● EXTRACT PROVIDED
↓↓↓
Cell vs Base
I'm not very good at keeping this blog up to date but life has been very hectic recently. Now that the Pursuing Excellence project has finished I may have some more time.
I've been thinking about cell groups and base ecclesial communities. Both offer a fresh expression of church but each has a different orientation. I guess that this is partly because of their background. Cell seems focused on growth while base majors on service. This dichotomy doesn't seem very biblical. When I hear, as I did recently, an evangelical minister say that we must remember that we are not here to offer a social services programme I get worried. Church growth is required by the great commission but not at the expense of living a kingdom life. There is a temptation to simply combine base & cell to provide a more holistic form of small group. The fact that this hasn't been done suggests that it's not quite that simple so I will resist the temptation to offer simplistic suggestions - for the time being at least.
↑↑↑
● EXTRACTED INFORMATION
↓↓↓
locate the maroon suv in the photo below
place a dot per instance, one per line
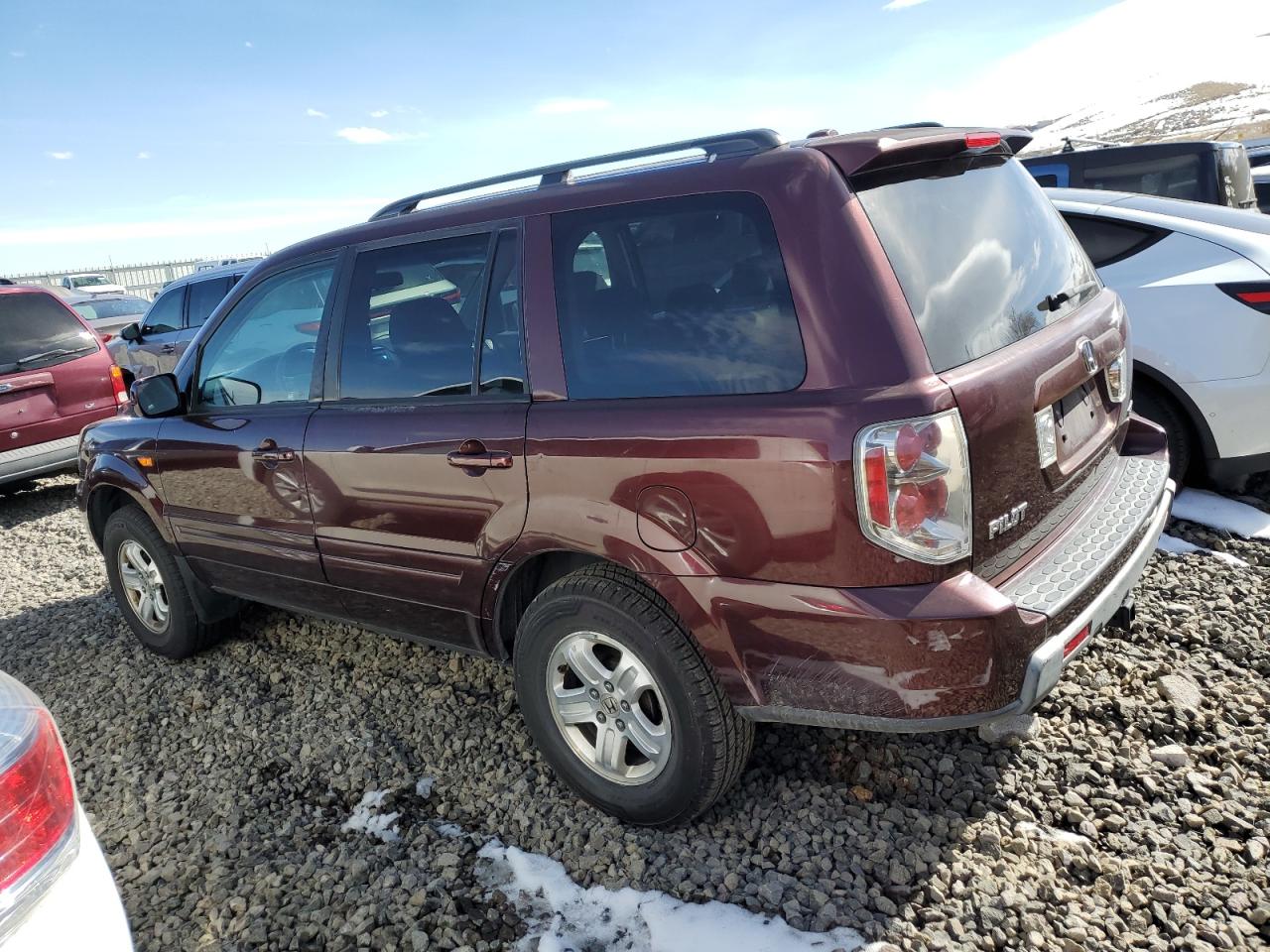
(829, 431)
(55, 379)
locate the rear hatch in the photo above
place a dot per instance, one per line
(1015, 321)
(54, 377)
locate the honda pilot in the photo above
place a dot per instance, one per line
(832, 431)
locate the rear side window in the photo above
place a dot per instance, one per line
(1171, 177)
(411, 330)
(675, 298)
(203, 298)
(164, 313)
(980, 253)
(39, 331)
(1110, 241)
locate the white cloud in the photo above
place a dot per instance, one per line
(197, 221)
(368, 135)
(564, 105)
(1160, 60)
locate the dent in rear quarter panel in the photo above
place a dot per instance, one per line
(112, 448)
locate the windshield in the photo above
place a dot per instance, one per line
(39, 331)
(983, 257)
(114, 307)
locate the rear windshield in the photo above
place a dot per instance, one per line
(112, 307)
(983, 257)
(39, 331)
(1171, 177)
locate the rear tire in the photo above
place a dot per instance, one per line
(150, 589)
(645, 731)
(1157, 407)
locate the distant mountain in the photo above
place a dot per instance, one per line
(1148, 111)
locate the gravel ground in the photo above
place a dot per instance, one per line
(1134, 814)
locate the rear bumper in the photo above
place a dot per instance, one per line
(40, 458)
(929, 657)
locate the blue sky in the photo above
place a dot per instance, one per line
(208, 128)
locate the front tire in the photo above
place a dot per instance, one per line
(621, 701)
(150, 590)
(1161, 409)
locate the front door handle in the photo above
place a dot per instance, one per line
(471, 454)
(270, 452)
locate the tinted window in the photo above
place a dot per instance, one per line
(1171, 177)
(203, 298)
(697, 299)
(980, 253)
(502, 358)
(263, 350)
(164, 313)
(35, 330)
(409, 330)
(1110, 241)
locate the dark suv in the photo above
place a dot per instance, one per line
(832, 431)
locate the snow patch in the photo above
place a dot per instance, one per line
(563, 915)
(366, 817)
(1032, 829)
(1179, 546)
(1220, 513)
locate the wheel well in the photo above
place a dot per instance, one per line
(100, 506)
(527, 580)
(1167, 390)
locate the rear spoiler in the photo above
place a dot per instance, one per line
(869, 151)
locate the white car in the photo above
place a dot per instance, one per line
(1197, 282)
(91, 285)
(56, 892)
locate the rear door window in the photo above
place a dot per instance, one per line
(203, 298)
(1110, 241)
(164, 313)
(980, 253)
(409, 330)
(675, 298)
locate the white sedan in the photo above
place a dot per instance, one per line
(56, 892)
(1197, 282)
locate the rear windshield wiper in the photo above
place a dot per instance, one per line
(50, 354)
(1052, 302)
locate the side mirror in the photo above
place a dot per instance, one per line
(157, 397)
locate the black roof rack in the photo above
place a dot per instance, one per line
(730, 144)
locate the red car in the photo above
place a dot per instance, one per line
(55, 379)
(829, 431)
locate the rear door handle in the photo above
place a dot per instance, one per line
(498, 460)
(471, 454)
(270, 452)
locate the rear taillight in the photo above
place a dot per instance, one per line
(1118, 377)
(37, 802)
(1254, 294)
(117, 385)
(913, 486)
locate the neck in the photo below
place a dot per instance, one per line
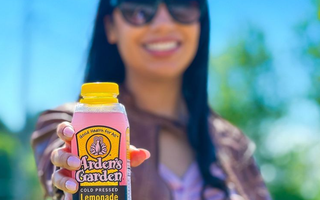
(160, 97)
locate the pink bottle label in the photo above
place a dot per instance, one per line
(101, 142)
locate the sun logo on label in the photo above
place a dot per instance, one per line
(98, 146)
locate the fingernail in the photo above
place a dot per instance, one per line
(147, 154)
(73, 161)
(70, 185)
(68, 131)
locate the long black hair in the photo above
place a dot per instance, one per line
(105, 65)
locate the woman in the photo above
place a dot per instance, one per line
(158, 52)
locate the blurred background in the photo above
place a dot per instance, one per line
(264, 78)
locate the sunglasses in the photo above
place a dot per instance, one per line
(141, 12)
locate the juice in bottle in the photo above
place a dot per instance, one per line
(102, 144)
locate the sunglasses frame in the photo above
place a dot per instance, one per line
(117, 3)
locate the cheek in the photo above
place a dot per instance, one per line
(128, 38)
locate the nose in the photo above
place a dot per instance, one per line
(163, 19)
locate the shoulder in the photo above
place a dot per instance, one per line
(230, 139)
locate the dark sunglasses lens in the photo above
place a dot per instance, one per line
(185, 11)
(137, 13)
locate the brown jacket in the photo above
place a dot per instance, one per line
(234, 151)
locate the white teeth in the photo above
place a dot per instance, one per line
(163, 46)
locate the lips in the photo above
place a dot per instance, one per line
(162, 47)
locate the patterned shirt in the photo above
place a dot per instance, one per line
(189, 187)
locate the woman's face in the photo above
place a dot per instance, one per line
(161, 49)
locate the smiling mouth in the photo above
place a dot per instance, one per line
(162, 46)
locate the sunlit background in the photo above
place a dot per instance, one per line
(264, 78)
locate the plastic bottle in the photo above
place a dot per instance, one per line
(102, 144)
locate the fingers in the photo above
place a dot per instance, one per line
(62, 158)
(65, 131)
(67, 196)
(62, 180)
(138, 156)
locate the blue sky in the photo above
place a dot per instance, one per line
(44, 44)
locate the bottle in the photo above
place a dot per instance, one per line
(102, 142)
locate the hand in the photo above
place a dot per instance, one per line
(62, 157)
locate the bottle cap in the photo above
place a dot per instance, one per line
↑↑↑
● TASKS FOR THIS EXERCISE
- A) In the blog post comparing cell groups and base ecclesial communities, what orientation does the writer give each of the two?
- B) Extend the blog post on cell groups and base ecclesial communities, picking up after its final sentence.

● ANSWERS BELOW
- A) Cell groups seem focused on growth, while base ecclesial communities major on service.

- B)
There is another key difference between cell & base: the way that leadership is exercised. Cell replicates a hierarchical leader/led status model while base has a collaborative role-based model. The collaborative model seems more postmodern and more congenial to me at the moment. But I do not want to assert that it is superior or more biblical because I believe that we see both forms of leadership offered there.
An advantage of the status model is that a leader may be better equipped to hold the vision and manage the boundaries than collaborative leadership. On the other hand, cells often fail because they cannot grow leaders fast enough; perhaps a collaborative model could cope better with multiplication by division. Yet base groups do not seem to have a desire to grow.
I do get a sense that a dialogue between the two approaches should be fruitful. Has this happened? Can it happen in my head? I will continue to explore and try to get a sense of what might emerge from such a dialogue.